→ Activity:
Answer these questions using the excerpt below on cloud computing regulation.
1. What does the Office of the Comptroller of the Currency oversee?
2. In what month and year did the FFIEC members release their report?
3. What does that report highlight, among other things?

[Opening Page excerpt section]

Familiarize yourself with the regulations and check any potential provider’s compliance. A good place to start is any regulatory body that has oversight in your country. In the US one would be the Office of the Comptroller of the Currency. In the U.S. for example, the overseeing authority is the OCC, a federal agency that oversees the execution of laws relating to national banks. They, along with the other Federal Financial Institutions Examination Council (FFIEC) members, released a report back in April of 2020 (well before the BoE’s report) that, among other things, highlights risk management practices and controls for the safe use of cloud computing for the services financial services sector.

[Closing Page excerpt section]
[Opening Dataset entries section]

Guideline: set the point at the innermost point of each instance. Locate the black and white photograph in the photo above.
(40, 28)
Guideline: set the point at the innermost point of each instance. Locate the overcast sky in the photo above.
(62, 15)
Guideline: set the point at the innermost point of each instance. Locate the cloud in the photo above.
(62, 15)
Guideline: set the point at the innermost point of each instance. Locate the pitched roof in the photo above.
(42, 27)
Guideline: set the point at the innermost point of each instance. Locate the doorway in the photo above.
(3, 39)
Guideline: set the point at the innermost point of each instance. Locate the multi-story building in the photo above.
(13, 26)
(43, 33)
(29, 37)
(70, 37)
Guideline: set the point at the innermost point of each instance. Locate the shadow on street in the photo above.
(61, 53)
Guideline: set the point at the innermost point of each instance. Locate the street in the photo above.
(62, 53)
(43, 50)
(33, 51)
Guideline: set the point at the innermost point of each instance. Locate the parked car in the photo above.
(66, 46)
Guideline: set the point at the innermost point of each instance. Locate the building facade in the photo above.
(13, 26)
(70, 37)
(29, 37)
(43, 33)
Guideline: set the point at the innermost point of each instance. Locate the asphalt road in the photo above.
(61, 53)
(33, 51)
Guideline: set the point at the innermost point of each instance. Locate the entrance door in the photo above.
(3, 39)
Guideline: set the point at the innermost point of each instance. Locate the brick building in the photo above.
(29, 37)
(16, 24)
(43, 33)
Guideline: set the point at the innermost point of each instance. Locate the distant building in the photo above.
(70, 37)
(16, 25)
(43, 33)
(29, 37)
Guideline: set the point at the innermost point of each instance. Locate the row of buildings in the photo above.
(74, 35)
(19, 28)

[Closing Dataset entries section]

→ Exercise response:
1. The execution of laws relating to national banks.
2. April 2020.
3. Risk management practices and controls for the safe use of cloud computing.